Point-based annotation data:
+++

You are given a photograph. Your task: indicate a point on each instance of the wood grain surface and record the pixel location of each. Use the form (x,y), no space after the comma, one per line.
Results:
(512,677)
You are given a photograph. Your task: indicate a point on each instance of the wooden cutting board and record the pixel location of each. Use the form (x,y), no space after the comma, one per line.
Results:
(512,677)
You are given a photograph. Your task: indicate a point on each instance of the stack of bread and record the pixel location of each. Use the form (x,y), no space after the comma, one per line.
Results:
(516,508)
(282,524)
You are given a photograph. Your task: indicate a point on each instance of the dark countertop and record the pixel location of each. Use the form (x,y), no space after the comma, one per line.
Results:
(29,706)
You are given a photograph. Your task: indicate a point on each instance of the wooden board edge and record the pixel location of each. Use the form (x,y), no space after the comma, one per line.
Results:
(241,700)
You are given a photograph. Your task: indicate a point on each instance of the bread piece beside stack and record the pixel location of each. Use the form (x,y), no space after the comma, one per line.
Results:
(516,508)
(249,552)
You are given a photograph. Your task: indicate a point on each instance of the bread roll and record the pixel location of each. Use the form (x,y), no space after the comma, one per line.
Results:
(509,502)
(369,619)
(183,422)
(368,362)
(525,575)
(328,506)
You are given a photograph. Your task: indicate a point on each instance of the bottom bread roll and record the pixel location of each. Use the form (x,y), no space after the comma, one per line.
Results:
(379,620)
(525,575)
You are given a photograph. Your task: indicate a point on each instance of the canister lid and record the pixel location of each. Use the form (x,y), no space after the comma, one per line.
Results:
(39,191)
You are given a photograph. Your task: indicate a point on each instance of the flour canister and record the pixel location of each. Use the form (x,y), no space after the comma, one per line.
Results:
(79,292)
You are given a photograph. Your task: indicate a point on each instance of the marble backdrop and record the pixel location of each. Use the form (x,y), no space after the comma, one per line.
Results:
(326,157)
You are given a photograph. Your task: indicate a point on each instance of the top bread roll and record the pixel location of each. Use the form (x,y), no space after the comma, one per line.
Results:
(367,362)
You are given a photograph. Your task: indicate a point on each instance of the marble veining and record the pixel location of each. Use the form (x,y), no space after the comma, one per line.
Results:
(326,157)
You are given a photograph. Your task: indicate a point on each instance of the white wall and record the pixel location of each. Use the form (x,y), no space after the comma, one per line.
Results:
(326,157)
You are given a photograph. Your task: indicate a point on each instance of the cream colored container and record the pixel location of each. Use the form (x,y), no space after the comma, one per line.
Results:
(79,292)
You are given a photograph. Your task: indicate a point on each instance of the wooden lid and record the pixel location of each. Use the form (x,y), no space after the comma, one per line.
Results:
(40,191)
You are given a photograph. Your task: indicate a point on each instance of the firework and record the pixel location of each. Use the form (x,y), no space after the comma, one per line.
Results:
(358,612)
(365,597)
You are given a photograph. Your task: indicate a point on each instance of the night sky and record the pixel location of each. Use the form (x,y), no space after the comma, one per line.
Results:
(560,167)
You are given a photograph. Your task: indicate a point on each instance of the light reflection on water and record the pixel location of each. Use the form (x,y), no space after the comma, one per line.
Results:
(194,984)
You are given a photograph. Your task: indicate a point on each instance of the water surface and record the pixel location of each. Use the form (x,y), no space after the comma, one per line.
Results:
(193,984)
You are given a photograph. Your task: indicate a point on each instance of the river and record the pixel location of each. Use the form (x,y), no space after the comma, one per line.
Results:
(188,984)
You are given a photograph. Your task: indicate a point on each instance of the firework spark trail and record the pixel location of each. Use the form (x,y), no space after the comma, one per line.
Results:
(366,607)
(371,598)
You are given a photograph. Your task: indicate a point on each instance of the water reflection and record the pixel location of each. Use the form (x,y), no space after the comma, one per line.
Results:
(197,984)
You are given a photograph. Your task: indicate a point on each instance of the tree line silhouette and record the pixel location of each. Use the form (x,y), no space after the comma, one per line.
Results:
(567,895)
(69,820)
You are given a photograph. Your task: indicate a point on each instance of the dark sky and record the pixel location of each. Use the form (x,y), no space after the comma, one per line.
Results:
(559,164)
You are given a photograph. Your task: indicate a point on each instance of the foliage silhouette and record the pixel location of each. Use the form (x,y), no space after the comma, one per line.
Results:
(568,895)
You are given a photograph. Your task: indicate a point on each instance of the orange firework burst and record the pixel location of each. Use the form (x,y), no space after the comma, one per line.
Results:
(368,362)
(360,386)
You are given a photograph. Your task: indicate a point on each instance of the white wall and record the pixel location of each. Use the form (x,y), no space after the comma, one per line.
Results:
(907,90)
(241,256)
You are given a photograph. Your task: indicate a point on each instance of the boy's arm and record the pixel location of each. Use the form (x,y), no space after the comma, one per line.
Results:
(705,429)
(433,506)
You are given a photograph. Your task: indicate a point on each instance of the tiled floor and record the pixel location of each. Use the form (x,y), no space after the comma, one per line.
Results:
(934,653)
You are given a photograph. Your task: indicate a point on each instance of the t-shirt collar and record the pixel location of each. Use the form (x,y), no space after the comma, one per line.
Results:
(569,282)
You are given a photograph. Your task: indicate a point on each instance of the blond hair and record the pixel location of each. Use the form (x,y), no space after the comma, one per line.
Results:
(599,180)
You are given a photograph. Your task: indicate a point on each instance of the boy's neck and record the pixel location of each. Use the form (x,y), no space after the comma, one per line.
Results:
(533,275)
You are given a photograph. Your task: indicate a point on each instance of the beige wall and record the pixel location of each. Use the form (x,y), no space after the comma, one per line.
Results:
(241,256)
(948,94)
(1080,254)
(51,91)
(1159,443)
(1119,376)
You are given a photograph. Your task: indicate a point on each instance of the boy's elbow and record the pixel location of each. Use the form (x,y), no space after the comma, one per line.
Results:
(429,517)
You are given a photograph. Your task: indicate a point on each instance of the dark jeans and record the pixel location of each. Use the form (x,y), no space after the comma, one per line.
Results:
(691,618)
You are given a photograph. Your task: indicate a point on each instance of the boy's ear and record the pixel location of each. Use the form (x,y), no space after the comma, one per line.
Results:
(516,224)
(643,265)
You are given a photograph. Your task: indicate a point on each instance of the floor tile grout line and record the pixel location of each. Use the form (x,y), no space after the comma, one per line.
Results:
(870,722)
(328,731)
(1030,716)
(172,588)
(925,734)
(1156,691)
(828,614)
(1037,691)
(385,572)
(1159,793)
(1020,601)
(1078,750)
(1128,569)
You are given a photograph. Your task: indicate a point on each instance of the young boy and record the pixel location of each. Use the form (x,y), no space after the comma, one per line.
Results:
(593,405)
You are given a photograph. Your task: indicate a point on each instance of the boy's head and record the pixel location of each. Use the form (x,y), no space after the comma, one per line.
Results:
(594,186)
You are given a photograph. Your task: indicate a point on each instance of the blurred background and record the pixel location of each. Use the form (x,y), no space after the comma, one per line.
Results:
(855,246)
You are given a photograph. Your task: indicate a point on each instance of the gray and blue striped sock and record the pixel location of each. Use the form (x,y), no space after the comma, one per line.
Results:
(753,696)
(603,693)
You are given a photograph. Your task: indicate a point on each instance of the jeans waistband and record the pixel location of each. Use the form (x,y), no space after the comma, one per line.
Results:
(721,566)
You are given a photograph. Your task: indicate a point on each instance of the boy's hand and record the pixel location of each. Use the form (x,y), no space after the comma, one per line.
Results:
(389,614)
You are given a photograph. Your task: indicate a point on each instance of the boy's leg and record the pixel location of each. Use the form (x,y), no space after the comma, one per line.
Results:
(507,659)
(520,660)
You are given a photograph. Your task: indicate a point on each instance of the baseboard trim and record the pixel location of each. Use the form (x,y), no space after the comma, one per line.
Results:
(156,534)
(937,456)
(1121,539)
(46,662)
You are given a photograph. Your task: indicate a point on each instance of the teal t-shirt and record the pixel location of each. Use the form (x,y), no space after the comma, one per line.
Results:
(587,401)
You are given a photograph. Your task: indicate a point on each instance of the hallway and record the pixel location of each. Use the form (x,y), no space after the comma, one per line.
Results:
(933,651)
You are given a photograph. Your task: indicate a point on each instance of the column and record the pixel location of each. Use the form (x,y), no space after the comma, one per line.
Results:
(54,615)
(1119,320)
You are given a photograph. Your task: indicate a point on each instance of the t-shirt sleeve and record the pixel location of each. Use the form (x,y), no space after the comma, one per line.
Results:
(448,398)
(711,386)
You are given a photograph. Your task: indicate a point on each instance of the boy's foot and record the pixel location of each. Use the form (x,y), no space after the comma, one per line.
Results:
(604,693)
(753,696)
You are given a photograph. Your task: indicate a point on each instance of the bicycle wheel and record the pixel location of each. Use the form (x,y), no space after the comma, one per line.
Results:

+++

■ Task instructions ■
The line containing "the t-shirt sleeve" marks the start; retype it and each line after it through the end of the records above, exactly.

■ Worked answer ■
You are given a photograph. Your task: indicate a point on each instance of the t-shirt sleeve and record the pixel location of each. Use the form (x,y), no space after the comma, one per line.
Results:
(448,398)
(711,386)
You are given a photograph. Your task: indicate a point on each instance of the boy's foot and record the pixel location of each. Use the form (x,y), no space after the comma, one per line.
Results:
(604,693)
(753,696)
You are given a photograph. Your task: indicate a point on each instance of the bicycle wheel and record the pixel location of each. Use the form (x,y), no space after the comma, one per line.
Results:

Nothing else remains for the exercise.